Work to complete:
Please give an exact copy of every line from the one holding "[ ] one point" through the final line of the records below.

________________________

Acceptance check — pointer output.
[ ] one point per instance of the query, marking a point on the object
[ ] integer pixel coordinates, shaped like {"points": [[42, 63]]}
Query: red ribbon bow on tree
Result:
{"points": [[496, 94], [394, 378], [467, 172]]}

________________________

The completed task:
[ ] one point per instance of the query, marking a point on the object
[ ] integer pixel coordinates, shaped like {"points": [[42, 63]]}
Query: red ribbon bow on tree
Result:
{"points": [[496, 94], [394, 378], [467, 172]]}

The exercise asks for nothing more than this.